---------- Page excerpt
If you could rebuild a city from scratch - spectre
http://www.elevatedgardencity.com/

======
electromagnetic
This is a rather poor proposal. I mean it doesn't even attempt a modicum of
non-bias as it doesn't even include a "disadvantages" section, which most
notably holds: any leak in the membrane between soil and concrete can
significantly reduce the longevity of the roofing structure, meaning property
managers will inevitably be facing leakages below the top level - thus meaning
the property managers would face significant problems attracting doctors
offices, medical clinics and even food services places as any serious leak
would be cause for closure and could incur serious expense for the property
owner when they'll inevitably have to pay for lost income.

While I think this is a great idea, I'm doubtful that the advantages
significantly outweigh the disadvantages.
--------------------
---------- Data under study
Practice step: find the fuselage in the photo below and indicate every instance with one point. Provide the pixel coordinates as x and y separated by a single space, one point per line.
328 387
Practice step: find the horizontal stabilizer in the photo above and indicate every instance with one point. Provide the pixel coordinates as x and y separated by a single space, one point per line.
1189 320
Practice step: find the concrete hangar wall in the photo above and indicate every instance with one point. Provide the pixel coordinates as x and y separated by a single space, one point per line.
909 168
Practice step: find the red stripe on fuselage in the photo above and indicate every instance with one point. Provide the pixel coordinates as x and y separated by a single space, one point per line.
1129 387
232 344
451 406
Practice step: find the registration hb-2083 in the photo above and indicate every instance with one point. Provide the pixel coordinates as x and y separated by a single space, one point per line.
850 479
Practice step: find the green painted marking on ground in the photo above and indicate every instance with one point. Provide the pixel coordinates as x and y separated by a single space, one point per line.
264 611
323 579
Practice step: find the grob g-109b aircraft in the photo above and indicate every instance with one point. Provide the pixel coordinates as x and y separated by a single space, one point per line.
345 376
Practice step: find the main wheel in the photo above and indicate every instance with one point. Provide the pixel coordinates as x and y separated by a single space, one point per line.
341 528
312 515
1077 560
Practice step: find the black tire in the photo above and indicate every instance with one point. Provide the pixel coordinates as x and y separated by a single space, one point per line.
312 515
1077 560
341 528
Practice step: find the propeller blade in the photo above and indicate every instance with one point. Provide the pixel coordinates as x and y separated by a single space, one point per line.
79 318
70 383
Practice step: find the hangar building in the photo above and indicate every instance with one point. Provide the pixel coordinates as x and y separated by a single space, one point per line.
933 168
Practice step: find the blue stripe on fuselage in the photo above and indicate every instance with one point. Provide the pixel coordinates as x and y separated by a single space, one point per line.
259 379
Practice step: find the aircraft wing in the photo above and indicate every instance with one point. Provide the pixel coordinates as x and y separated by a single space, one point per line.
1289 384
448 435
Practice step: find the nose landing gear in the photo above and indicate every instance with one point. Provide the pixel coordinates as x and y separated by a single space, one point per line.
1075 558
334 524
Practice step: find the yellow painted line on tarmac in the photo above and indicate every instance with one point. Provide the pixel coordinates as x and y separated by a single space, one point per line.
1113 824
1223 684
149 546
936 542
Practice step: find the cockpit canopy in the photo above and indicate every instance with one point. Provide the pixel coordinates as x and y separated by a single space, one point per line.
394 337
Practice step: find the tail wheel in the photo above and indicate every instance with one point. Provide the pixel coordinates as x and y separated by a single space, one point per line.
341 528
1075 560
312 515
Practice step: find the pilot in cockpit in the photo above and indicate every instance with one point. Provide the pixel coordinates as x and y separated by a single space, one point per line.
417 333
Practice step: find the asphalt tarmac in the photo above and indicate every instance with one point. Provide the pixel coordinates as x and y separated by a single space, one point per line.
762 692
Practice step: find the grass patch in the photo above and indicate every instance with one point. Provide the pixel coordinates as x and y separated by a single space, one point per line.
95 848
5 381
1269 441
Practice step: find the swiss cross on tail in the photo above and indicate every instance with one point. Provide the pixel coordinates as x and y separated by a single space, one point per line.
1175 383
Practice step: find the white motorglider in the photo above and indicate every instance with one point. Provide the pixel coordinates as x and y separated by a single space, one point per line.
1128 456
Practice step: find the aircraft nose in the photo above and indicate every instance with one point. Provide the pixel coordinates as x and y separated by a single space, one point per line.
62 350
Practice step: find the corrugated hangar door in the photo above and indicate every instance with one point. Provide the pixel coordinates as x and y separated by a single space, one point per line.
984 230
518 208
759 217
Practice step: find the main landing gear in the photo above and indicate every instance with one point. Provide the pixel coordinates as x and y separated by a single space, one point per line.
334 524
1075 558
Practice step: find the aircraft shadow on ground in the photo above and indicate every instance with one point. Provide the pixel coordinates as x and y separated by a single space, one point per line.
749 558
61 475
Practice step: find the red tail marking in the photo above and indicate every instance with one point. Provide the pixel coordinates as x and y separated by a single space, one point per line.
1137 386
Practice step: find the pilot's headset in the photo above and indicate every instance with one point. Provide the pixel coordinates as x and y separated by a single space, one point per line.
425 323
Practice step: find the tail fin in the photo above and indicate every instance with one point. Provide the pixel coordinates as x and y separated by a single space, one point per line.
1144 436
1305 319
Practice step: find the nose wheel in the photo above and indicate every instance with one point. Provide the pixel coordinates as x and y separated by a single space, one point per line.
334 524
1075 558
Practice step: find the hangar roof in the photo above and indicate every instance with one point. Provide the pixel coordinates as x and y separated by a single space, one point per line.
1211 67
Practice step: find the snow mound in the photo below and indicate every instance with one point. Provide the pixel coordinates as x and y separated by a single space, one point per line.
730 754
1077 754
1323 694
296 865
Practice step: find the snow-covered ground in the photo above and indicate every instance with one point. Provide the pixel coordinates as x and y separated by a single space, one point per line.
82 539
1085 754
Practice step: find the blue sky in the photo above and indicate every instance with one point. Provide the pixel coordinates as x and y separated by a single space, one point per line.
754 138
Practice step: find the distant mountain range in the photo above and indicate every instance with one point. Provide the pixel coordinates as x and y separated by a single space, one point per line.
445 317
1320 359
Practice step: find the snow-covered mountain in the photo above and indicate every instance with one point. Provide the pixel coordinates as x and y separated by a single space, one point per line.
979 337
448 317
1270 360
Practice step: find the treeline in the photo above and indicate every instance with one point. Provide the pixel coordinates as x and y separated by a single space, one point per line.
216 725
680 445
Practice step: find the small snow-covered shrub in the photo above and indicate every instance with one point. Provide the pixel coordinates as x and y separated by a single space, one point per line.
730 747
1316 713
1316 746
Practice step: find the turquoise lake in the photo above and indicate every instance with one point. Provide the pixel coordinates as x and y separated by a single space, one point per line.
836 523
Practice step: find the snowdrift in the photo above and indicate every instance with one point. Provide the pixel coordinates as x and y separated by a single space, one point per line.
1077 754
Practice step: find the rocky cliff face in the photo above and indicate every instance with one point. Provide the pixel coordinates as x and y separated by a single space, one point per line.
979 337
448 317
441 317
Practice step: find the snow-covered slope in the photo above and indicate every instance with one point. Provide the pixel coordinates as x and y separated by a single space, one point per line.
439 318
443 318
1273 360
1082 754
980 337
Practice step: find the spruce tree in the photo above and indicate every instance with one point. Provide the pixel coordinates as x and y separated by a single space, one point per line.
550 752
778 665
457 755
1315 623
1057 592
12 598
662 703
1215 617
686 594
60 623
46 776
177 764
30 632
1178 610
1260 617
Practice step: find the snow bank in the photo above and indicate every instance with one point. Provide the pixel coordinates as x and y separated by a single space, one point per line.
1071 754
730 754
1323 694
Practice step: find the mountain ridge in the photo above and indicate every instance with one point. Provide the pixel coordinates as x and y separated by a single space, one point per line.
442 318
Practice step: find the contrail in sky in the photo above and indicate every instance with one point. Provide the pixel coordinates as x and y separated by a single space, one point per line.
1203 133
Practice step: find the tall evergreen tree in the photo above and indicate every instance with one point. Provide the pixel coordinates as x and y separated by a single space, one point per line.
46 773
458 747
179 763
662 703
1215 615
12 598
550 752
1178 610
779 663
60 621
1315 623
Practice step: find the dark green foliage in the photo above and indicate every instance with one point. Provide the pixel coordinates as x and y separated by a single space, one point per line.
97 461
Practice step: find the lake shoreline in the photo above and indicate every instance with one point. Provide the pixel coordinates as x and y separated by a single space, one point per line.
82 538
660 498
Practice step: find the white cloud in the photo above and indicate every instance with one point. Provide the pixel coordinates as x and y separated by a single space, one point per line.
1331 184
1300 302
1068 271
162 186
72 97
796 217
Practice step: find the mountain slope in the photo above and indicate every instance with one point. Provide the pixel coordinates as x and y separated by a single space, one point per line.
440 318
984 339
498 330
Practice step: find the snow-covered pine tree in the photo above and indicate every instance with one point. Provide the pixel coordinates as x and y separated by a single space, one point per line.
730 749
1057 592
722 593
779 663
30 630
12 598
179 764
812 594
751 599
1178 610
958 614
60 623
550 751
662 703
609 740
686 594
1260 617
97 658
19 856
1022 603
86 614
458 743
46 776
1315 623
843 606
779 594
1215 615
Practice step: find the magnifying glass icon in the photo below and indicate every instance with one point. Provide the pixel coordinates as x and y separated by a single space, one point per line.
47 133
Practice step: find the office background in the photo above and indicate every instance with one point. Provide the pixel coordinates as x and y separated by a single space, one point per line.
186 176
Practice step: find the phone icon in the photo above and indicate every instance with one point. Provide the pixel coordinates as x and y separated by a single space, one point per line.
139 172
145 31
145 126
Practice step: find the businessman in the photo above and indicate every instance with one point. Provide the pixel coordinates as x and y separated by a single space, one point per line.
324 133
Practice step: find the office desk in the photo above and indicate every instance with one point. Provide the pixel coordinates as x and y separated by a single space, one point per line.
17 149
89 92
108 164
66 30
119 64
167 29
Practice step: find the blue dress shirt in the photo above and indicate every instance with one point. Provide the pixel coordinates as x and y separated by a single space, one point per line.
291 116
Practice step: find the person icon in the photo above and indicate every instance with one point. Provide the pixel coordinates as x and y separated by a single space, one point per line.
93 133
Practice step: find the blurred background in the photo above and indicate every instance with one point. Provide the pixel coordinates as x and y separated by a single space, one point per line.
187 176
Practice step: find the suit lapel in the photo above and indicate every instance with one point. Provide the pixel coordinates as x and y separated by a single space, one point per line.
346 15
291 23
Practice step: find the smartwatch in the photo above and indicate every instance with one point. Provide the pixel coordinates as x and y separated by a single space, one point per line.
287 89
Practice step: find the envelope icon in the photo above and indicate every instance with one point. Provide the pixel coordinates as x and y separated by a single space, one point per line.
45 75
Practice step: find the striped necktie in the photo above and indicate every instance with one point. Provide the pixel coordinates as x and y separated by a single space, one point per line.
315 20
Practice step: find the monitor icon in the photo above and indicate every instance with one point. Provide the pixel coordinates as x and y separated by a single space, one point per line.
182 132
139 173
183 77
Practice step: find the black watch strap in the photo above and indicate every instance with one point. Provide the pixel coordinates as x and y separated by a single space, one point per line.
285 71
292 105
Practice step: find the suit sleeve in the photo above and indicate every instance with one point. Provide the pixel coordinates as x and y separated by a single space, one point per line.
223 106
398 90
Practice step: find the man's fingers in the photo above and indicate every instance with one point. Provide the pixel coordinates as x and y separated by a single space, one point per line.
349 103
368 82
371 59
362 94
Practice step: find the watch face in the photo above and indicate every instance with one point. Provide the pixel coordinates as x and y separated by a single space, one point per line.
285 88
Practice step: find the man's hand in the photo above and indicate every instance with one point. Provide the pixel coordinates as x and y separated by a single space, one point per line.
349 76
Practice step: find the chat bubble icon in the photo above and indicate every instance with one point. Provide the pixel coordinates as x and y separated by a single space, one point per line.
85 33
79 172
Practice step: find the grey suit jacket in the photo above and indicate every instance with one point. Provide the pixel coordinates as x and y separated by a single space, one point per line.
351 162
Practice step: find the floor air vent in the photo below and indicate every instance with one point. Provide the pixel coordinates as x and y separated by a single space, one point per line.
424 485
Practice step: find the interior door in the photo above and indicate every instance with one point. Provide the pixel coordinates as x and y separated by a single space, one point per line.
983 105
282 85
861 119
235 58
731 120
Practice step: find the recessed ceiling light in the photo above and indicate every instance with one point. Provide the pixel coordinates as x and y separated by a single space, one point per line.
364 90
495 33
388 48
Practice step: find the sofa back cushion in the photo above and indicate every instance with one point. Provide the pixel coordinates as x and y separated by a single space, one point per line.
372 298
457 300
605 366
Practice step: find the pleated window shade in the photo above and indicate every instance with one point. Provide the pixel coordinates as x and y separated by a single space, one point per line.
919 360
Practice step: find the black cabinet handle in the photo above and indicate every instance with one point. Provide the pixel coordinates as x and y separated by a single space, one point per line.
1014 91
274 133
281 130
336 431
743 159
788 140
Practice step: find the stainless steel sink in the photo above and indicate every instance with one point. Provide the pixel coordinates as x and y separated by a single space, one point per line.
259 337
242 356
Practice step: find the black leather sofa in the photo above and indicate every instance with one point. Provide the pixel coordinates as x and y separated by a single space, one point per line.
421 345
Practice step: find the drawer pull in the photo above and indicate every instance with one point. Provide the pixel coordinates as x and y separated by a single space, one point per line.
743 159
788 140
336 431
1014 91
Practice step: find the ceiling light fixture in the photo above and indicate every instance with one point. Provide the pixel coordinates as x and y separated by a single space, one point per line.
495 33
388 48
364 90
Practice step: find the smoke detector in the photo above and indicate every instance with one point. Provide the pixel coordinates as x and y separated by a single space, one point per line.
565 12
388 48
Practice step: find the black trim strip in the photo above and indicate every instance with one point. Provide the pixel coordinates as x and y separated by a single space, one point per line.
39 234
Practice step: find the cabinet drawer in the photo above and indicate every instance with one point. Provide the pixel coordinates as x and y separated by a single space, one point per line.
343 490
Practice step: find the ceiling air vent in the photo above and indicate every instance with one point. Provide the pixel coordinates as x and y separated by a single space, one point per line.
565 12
--------------------
### What you need to do
A. In the thread about the elevated garden city, list the kinds of tenants the commenter says property managers would have trouble attracting.
B. Pick up the thread about the elevated garden city right after its last sentence and keep it going.
The material has no connection to the thread about the elevated garden city.

### Responses by task
A.
- Doctors offices
- Medical clinics
- Food services places

B.
Another notable disadvantage is that if you plan on growing anything more than
grass and flowers AKA a tree, you're going to need significant soil depth in
areas. This means that the building is going to have to cope with not only
soil weight but of the soil becoming super-saturated with water. The drainage
of the soil so as to avert too much water sitting in the soil. So on and so
forth. Adding hundreds of tons of soil and water onto the roof of your
building is going to put excessive demands in place and sky-rocket
construction costs in your urban core. Given that many cities have a problem
keeping businesses in their urban core, I don't see how making it more
expensive for them would be beneficial.

------
mmcconnell1618
Speaking of earthquakes... How would an entire city react when it's tied
together like on giant building? My guess is the legal aspects alone of
determining cause of damage would prevent this type of city-wide design.